_What you have to do:_ From first line to last, give the material again unchanged.

:: Records for this exercise ::

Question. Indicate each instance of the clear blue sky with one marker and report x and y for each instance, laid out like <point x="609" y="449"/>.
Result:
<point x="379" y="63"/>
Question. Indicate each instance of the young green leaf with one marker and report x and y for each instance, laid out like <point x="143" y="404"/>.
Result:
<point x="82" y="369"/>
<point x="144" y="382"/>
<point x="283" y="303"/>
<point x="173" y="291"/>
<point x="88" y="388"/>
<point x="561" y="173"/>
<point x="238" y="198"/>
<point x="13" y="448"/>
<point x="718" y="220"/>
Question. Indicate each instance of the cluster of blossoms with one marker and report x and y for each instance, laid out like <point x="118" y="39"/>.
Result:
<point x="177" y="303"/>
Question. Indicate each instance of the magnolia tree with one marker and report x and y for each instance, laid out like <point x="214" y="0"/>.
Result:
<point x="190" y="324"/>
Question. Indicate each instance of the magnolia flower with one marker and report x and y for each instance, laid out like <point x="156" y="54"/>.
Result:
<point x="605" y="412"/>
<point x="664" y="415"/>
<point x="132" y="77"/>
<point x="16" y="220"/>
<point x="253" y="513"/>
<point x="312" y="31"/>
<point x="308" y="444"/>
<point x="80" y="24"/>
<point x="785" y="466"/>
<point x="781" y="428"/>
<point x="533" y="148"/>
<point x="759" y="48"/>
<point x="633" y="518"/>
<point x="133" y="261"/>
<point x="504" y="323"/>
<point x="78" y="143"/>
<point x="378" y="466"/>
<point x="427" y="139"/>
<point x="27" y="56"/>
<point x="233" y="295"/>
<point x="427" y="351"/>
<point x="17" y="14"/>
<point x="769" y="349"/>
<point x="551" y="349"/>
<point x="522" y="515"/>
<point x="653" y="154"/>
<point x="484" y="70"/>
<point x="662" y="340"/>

:::

_Output below:_
Question. Indicate each instance of the clear blue sky with one marker and report x and y for each instance, laid out like <point x="609" y="449"/>.
Result:
<point x="379" y="63"/>
Question. Indicate each instance of the young green leaf with one marker and report x and y for each instance, laid out like <point x="143" y="404"/>.
Result:
<point x="82" y="369"/>
<point x="144" y="382"/>
<point x="283" y="303"/>
<point x="173" y="291"/>
<point x="88" y="388"/>
<point x="561" y="173"/>
<point x="238" y="198"/>
<point x="13" y="448"/>
<point x="718" y="220"/>
Question. Indicate each instance of the cluster of blossoms with one marker and report x and y for each instance, laid out like <point x="118" y="39"/>.
Result:
<point x="177" y="303"/>
Question. Indicate each instance of the magnolia tree with one marker and report x and y for each instance, laid out like <point x="214" y="0"/>.
Result:
<point x="190" y="324"/>
Question. Indicate each instance of the magnolia flower with one marker and report x and y for each instance, laid out like <point x="156" y="54"/>.
Result:
<point x="605" y="412"/>
<point x="664" y="415"/>
<point x="132" y="77"/>
<point x="16" y="220"/>
<point x="253" y="513"/>
<point x="312" y="31"/>
<point x="308" y="444"/>
<point x="80" y="24"/>
<point x="785" y="466"/>
<point x="781" y="428"/>
<point x="533" y="148"/>
<point x="759" y="48"/>
<point x="633" y="518"/>
<point x="133" y="261"/>
<point x="504" y="323"/>
<point x="78" y="143"/>
<point x="378" y="466"/>
<point x="427" y="139"/>
<point x="27" y="56"/>
<point x="233" y="295"/>
<point x="427" y="351"/>
<point x="17" y="14"/>
<point x="769" y="349"/>
<point x="551" y="349"/>
<point x="522" y="515"/>
<point x="653" y="154"/>
<point x="484" y="70"/>
<point x="662" y="340"/>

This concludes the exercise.